The task> Word for word, restate every line of the listing that follows.
=-=-=-=-=
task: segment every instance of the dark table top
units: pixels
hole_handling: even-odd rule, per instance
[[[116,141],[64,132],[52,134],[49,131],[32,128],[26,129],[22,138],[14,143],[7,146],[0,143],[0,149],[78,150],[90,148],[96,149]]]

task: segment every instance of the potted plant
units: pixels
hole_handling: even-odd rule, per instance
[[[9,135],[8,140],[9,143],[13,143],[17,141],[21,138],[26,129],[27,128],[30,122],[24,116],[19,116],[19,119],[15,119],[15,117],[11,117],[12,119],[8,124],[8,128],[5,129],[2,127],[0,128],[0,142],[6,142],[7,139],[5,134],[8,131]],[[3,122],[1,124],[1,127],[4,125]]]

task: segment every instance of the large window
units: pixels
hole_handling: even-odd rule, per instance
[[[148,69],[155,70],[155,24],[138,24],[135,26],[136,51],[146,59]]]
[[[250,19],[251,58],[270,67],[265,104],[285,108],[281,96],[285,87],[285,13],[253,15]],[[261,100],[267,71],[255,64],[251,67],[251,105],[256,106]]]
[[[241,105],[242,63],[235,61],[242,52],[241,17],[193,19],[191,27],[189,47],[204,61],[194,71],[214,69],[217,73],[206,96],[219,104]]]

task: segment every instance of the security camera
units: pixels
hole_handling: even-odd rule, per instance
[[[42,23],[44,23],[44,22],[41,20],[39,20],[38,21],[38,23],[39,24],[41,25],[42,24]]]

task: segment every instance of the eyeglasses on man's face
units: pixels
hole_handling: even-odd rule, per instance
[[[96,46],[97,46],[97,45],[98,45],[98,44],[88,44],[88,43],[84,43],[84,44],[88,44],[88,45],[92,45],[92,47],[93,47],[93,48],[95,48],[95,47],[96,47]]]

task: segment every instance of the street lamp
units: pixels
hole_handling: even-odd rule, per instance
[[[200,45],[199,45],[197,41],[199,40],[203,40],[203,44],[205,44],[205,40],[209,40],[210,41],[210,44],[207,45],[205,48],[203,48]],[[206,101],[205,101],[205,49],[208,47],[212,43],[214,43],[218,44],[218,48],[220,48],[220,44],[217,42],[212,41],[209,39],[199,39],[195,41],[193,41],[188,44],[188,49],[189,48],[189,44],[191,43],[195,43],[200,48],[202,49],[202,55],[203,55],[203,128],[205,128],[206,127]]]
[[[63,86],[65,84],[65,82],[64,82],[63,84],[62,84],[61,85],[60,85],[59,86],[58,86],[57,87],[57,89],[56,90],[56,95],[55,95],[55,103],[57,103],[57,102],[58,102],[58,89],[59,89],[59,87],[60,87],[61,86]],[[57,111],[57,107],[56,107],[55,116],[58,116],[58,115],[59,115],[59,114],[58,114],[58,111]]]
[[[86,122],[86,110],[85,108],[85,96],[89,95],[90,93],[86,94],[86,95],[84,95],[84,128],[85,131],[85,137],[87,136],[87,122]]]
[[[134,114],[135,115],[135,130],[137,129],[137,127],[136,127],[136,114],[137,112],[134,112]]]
=-=-=-=-=
Answer below>
task: segment every instance of the dark table top
units: pixels
hole_handling: even-odd rule, per instance
[[[116,141],[64,132],[52,134],[49,131],[32,128],[26,129],[22,138],[14,143],[7,146],[0,143],[0,149],[78,150],[90,148],[96,149]]]

task: segment every instance of the potted plant
units: pixels
hole_handling: even-odd rule, per instance
[[[9,135],[8,140],[9,143],[13,143],[17,141],[21,138],[26,129],[27,128],[30,122],[24,116],[19,116],[19,119],[15,119],[15,117],[11,117],[12,119],[8,124],[8,128],[5,129],[2,127],[0,128],[0,142],[6,142],[7,139],[5,134],[8,131]],[[3,122],[1,124],[1,127],[4,125]]]

task: segment every instance of the large window
units: pixels
hole_handling: even-odd rule, per instance
[[[148,69],[155,70],[155,24],[138,24],[135,26],[136,51],[146,59]]]
[[[250,19],[251,58],[270,67],[265,104],[285,108],[281,96],[285,87],[285,13],[253,15]],[[261,100],[267,71],[255,64],[251,67],[251,105],[256,106]]]
[[[241,105],[242,63],[235,61],[242,52],[241,17],[193,19],[191,27],[189,47],[204,61],[194,71],[214,69],[217,73],[206,96],[219,104]]]

task: segment every instance of the security camera
units: pixels
hole_handling: even-odd rule, per instance
[[[42,23],[44,23],[44,22],[41,20],[39,20],[38,21],[38,23],[39,24],[41,25],[42,24]]]

task: segment every instance of the eyeglasses on man's face
units: pixels
hole_handling: even-odd rule, per instance
[[[96,46],[97,46],[97,45],[98,45],[98,44],[88,44],[88,43],[84,43],[84,44],[88,44],[88,45],[92,45],[92,47],[93,47],[93,48],[95,48],[95,47],[96,47]]]

task: segment every instance of the street lamp
units: pixels
hole_handling: even-odd rule, per instance
[[[200,45],[199,45],[197,41],[199,40],[203,40],[203,44],[205,44],[205,40],[209,40],[210,41],[210,44],[207,45],[205,48],[203,48]],[[206,101],[205,101],[205,49],[208,47],[212,43],[214,43],[218,44],[218,48],[220,48],[220,44],[217,42],[212,41],[209,39],[199,39],[195,41],[193,41],[188,44],[188,49],[189,48],[189,44],[191,43],[195,43],[200,48],[202,49],[202,55],[203,55],[203,128],[205,128],[206,127]]]
[[[63,86],[65,84],[65,82],[64,82],[63,84],[62,84],[61,85],[60,85],[59,86],[58,86],[57,87],[57,89],[56,90],[56,95],[55,95],[55,103],[57,103],[57,102],[58,102],[58,89],[59,89],[59,87],[60,87],[61,86]],[[57,111],[57,107],[56,107],[55,116],[58,116],[58,115],[59,115],[59,114],[58,114],[58,111]]]
[[[86,122],[86,110],[85,108],[85,96],[89,95],[90,93],[86,94],[86,95],[84,95],[84,128],[85,131],[85,137],[87,136],[87,122]]]
[[[134,114],[135,115],[135,130],[137,129],[137,127],[136,127],[136,114],[137,112],[134,112]]]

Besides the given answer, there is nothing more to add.